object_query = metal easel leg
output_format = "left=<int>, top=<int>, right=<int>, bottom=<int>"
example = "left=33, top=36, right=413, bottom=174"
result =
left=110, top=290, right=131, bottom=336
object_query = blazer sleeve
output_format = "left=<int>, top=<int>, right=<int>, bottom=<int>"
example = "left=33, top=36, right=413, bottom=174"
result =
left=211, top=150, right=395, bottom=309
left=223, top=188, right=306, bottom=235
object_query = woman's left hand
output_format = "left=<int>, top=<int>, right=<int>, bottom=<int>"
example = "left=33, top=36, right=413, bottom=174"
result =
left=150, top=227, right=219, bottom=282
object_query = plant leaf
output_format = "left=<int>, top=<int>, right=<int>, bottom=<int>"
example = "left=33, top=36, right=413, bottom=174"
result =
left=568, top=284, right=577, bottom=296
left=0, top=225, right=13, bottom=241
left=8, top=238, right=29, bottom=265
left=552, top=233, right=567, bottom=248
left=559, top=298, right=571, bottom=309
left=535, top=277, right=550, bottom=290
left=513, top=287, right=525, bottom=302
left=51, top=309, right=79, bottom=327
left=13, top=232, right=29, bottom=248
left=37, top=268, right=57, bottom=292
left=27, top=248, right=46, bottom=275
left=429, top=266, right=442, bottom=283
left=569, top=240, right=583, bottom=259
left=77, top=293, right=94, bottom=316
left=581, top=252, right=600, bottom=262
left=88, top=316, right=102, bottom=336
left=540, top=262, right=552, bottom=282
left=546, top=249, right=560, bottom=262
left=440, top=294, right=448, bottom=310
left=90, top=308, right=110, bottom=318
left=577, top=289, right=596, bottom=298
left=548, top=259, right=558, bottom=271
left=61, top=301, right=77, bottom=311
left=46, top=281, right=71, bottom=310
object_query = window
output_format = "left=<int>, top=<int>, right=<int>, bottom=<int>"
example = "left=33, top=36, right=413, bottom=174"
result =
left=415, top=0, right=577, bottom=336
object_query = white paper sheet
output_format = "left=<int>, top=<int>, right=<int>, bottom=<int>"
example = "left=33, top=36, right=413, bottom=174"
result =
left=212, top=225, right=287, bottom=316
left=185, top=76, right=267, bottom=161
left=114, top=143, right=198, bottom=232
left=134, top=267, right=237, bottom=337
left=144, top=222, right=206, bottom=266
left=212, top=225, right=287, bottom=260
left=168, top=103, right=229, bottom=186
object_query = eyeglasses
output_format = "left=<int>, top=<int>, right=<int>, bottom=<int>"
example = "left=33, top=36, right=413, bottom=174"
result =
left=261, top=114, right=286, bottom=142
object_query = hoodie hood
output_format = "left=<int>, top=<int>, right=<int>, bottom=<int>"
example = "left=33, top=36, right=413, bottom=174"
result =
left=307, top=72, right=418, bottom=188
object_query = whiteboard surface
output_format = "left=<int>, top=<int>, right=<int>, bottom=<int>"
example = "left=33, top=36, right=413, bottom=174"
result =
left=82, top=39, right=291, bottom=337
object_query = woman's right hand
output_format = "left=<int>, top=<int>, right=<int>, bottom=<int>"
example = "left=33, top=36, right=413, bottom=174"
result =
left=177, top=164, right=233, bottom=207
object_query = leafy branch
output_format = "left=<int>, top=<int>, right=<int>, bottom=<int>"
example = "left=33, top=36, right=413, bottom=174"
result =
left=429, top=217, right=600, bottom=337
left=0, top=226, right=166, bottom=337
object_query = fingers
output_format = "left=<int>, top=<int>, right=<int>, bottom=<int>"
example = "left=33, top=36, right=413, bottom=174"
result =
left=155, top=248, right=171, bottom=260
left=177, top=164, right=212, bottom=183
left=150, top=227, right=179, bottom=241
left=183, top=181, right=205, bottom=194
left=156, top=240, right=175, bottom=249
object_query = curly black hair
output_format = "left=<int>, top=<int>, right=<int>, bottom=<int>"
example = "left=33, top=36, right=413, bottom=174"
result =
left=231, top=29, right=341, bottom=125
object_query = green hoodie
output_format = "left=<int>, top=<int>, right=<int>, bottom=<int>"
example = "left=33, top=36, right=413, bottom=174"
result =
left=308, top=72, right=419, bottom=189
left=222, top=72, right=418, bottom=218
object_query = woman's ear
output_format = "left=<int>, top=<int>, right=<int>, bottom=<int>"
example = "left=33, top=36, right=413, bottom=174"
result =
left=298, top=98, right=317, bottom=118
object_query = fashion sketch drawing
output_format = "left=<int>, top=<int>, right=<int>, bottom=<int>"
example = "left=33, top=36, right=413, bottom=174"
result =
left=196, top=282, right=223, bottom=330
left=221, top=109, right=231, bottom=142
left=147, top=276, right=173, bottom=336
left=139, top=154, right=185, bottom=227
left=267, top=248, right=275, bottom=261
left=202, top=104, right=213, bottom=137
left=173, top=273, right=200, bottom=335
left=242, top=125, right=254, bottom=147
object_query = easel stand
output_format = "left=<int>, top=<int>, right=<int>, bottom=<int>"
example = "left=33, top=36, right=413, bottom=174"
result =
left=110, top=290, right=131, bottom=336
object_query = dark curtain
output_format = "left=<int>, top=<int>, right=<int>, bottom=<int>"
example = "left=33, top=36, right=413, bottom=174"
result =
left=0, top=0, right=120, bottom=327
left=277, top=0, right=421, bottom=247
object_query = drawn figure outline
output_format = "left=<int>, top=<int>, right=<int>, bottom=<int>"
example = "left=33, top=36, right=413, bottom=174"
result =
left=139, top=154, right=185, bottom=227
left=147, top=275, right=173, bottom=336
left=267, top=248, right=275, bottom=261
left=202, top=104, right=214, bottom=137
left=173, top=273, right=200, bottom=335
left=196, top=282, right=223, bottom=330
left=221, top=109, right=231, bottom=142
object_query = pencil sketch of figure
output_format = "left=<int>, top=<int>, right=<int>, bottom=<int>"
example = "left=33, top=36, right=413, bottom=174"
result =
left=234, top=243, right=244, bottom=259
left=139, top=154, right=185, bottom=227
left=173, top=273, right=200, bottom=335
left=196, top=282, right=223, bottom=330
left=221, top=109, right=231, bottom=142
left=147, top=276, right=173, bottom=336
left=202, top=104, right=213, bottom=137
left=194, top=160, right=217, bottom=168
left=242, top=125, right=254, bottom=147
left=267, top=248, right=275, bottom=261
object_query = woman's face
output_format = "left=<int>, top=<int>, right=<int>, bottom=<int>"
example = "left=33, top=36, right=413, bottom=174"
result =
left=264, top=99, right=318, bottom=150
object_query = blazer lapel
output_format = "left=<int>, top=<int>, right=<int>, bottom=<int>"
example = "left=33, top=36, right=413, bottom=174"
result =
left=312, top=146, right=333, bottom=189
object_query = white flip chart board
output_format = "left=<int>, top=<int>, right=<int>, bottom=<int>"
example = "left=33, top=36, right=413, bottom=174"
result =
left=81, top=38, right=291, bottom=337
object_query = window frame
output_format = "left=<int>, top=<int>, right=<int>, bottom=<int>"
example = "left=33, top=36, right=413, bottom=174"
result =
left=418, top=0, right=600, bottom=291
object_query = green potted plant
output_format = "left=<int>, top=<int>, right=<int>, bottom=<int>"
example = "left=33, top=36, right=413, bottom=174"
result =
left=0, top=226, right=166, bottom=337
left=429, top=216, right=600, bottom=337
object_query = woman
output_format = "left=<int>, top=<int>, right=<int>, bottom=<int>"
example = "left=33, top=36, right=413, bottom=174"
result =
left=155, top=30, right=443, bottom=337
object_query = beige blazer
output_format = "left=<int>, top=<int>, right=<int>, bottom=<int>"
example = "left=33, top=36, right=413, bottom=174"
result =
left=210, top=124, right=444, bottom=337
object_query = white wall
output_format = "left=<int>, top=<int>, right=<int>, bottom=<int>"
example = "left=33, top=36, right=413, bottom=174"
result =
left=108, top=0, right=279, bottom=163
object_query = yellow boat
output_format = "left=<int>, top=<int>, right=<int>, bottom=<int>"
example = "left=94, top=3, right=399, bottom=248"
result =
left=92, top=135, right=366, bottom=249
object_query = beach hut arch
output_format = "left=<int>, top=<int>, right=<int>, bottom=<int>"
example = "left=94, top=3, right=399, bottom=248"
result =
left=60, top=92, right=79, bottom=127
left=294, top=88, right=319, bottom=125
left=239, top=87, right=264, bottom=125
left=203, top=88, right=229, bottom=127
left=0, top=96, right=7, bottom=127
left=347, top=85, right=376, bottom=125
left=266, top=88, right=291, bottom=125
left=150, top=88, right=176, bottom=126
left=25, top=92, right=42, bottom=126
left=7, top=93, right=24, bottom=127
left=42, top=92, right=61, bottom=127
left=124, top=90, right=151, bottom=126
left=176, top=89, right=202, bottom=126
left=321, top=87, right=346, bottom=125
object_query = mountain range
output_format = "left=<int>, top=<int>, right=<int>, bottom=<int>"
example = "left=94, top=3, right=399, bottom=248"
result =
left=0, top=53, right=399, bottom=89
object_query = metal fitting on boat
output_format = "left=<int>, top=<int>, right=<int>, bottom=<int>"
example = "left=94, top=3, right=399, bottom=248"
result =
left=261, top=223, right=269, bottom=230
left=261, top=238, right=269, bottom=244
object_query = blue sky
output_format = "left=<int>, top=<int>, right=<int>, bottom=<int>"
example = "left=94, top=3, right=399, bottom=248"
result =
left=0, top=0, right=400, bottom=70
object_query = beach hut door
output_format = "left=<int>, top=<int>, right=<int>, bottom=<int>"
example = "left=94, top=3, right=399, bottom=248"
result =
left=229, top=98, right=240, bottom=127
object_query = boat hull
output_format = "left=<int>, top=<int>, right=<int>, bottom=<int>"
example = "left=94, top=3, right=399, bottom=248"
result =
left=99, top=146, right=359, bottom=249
....
ISTRUZIONI: Trascrivi senza alcuna modifica il tratto che inizia con la riga contenente "object_query = eyeglasses" e termina con la riga contenente "left=261, top=114, right=286, bottom=142", comprese entrambe.

SOLUZIONE SVOLTA:
object_query = eyeglasses
output_format = "left=<int>, top=<int>, right=<int>, bottom=<int>"
example = "left=33, top=36, right=413, bottom=174"
result =
left=261, top=114, right=286, bottom=142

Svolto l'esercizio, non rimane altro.